===== DATA EXCERPTS

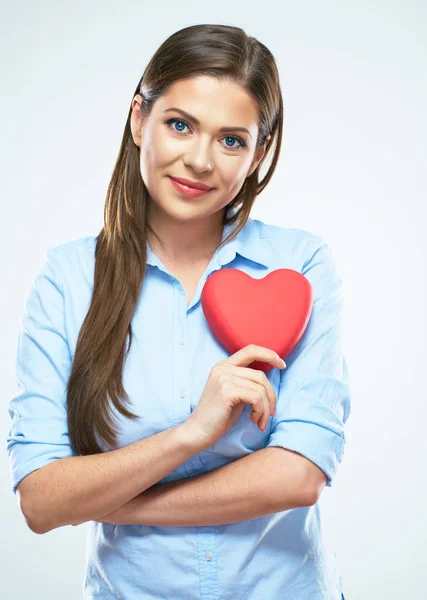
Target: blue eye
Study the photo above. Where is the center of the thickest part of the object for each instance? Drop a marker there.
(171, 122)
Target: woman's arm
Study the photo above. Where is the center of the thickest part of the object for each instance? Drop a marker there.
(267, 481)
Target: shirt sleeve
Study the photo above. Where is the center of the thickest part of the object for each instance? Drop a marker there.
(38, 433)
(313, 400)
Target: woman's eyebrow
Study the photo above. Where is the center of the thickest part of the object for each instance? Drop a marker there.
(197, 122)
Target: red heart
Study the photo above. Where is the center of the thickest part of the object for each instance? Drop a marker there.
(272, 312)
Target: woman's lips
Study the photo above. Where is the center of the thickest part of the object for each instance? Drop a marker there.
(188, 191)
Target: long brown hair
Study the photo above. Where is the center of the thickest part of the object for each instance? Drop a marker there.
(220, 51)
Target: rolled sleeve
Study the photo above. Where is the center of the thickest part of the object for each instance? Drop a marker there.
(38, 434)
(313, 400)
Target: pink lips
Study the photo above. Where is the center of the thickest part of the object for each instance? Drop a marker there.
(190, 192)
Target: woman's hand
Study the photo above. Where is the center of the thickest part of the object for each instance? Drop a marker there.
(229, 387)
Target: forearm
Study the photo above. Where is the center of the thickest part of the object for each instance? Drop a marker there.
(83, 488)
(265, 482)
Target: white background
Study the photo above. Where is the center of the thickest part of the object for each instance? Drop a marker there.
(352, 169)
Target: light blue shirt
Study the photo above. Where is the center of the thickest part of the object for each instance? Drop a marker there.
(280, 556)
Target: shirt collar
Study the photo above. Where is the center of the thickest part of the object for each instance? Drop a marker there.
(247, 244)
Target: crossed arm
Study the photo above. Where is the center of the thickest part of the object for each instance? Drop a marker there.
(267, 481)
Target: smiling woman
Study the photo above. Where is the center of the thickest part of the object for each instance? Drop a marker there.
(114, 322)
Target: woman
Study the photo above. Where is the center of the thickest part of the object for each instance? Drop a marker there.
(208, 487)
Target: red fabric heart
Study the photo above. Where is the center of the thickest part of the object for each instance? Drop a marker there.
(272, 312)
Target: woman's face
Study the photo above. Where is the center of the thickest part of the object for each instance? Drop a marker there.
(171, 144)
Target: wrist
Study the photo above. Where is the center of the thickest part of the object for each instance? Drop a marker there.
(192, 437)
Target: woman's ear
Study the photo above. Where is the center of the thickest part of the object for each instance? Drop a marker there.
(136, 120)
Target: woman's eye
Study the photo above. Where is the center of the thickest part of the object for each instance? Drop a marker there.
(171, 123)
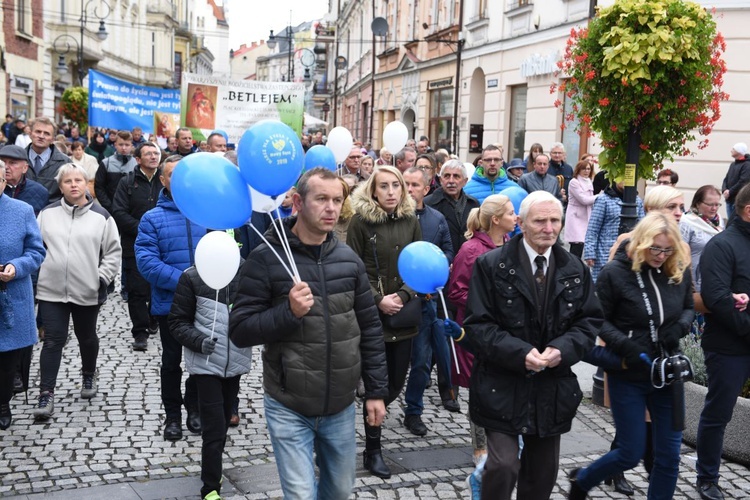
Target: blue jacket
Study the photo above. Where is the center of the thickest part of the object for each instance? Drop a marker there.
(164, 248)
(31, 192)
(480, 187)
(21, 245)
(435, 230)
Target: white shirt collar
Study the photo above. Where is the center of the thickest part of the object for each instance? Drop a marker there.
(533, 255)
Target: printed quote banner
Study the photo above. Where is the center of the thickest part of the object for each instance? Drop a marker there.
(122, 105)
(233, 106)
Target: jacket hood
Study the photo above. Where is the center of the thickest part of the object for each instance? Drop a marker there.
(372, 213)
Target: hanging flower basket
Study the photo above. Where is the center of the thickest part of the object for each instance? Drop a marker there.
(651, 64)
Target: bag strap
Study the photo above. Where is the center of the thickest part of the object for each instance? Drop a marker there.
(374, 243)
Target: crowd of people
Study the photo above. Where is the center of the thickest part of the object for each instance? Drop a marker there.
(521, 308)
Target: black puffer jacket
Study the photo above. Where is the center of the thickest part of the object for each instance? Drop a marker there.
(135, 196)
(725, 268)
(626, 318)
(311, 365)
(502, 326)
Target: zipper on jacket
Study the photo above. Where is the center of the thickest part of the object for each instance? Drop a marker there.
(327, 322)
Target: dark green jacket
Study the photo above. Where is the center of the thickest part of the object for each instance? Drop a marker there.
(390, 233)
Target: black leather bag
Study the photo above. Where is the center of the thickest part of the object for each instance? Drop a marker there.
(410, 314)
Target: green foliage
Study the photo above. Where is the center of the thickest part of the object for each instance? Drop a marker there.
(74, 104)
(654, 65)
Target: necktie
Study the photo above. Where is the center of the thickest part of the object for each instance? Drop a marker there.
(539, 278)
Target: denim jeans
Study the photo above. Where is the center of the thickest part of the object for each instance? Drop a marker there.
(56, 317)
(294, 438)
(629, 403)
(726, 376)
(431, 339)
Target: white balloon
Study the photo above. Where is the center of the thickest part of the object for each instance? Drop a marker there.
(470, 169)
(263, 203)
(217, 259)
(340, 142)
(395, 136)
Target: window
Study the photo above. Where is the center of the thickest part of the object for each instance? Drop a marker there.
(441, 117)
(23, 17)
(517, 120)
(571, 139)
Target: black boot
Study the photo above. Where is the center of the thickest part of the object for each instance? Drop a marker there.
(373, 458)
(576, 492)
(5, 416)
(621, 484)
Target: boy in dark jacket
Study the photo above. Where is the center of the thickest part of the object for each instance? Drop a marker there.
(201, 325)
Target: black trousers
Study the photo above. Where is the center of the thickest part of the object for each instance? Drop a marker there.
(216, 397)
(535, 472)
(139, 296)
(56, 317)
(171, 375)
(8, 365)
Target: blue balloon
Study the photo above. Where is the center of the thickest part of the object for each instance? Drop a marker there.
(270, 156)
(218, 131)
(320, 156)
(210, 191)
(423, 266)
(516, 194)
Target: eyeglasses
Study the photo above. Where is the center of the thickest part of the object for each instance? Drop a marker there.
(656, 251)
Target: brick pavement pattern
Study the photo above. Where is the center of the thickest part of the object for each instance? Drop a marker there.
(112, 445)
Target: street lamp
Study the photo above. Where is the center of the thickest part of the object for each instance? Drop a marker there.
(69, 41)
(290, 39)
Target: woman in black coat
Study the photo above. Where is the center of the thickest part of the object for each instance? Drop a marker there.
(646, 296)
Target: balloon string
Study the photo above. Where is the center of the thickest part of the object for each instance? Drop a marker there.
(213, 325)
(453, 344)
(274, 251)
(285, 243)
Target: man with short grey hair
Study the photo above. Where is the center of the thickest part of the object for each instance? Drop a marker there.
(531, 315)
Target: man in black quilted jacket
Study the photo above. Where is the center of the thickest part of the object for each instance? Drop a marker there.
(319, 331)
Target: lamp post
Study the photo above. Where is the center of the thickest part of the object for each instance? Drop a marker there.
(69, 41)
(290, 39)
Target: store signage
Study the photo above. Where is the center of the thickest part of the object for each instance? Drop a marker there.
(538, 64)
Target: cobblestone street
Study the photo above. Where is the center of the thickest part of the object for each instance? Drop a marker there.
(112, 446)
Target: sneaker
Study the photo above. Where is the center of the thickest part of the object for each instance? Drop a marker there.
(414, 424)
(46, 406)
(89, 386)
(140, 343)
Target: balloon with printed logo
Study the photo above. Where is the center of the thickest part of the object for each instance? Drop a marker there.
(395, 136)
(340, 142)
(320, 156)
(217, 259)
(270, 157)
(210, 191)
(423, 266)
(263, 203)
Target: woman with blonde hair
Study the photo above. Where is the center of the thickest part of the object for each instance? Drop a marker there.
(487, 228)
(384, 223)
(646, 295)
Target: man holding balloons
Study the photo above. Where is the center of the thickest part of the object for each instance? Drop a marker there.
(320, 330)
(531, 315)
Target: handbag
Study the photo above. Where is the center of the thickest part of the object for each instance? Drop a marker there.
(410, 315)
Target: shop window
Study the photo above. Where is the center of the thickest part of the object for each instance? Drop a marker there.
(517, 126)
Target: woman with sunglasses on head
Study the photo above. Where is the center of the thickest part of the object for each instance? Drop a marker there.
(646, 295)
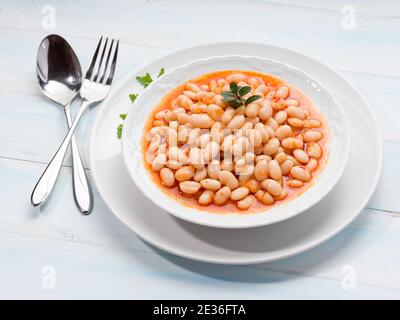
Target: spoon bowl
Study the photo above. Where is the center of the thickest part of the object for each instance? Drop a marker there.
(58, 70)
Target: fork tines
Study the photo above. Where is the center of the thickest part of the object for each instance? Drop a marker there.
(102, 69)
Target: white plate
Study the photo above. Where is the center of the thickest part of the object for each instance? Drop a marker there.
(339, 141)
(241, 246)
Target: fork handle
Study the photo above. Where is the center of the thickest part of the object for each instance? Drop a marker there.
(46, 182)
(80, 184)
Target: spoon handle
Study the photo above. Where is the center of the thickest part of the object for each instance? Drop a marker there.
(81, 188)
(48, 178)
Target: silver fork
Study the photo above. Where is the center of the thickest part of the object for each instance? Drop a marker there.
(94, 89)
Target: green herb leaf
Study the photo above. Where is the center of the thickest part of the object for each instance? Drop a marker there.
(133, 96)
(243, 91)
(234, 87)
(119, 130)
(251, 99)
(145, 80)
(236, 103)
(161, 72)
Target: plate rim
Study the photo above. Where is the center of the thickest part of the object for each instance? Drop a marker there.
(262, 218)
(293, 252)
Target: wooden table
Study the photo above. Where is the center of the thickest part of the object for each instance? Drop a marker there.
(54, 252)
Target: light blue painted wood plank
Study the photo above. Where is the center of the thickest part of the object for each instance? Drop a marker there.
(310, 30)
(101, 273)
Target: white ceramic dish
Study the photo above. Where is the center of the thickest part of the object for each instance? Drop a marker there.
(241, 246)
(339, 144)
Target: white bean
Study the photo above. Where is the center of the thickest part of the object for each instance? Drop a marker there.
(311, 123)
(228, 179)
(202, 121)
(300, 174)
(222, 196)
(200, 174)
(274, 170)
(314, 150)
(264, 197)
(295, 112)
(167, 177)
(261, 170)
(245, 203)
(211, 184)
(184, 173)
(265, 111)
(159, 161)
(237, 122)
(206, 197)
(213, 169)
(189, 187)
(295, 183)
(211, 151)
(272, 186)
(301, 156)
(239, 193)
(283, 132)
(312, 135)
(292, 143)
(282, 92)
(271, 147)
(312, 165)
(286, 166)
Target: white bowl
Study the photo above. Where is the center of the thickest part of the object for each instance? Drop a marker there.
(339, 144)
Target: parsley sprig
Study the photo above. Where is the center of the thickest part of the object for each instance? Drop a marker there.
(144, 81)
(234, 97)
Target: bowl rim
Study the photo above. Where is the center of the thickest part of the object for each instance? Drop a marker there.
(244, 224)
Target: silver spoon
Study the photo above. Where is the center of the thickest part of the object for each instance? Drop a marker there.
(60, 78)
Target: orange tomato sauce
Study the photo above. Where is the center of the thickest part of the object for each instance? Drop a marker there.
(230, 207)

==========
===== DATA EXCERPTS

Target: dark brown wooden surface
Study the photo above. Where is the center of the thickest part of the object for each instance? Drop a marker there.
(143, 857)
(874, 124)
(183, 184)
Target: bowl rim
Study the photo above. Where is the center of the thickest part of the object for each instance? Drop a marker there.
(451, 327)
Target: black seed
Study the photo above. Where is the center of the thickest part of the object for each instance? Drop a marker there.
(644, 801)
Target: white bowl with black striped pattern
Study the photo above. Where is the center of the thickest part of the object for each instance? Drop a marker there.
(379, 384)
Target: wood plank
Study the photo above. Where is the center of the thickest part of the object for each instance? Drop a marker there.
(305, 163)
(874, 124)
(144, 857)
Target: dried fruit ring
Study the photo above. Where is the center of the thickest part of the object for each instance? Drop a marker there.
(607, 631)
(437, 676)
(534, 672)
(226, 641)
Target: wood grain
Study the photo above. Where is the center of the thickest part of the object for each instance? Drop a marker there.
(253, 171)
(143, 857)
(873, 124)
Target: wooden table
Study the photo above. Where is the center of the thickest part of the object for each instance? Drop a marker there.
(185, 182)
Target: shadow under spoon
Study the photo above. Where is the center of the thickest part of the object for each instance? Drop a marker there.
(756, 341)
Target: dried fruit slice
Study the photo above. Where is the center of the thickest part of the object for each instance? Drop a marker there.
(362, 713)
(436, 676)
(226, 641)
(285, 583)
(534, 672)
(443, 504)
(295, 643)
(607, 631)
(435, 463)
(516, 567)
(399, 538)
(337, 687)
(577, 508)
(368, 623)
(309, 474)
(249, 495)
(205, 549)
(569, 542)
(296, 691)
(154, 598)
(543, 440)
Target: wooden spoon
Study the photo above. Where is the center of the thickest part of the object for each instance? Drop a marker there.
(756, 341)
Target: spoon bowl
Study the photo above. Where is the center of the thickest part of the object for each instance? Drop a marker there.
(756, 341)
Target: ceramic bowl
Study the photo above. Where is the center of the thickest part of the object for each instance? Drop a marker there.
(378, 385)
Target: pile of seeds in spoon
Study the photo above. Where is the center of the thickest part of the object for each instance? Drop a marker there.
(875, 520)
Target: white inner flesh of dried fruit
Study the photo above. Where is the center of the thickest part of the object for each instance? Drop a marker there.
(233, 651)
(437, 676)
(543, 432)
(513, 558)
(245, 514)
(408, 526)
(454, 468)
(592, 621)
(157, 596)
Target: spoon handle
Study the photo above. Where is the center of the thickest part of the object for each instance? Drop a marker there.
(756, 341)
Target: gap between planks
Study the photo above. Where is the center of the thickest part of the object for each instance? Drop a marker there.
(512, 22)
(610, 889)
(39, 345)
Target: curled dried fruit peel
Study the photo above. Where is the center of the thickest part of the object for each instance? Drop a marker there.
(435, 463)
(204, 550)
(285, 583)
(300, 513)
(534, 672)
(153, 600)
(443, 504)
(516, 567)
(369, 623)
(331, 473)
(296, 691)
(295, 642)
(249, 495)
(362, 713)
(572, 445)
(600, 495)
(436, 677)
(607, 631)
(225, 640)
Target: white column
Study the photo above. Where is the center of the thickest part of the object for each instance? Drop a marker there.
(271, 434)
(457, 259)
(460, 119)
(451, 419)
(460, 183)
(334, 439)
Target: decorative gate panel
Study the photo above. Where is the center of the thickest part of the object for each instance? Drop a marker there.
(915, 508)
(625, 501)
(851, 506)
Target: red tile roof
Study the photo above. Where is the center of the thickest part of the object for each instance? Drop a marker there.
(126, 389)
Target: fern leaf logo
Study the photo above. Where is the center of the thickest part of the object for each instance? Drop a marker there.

==========

[REQUIRED WORK]
Pick out every line in the listing above that contains the word "plate" and copy each one. Case matters.

[CORRECT ANSWER]
Target: white plate
Target: plate rim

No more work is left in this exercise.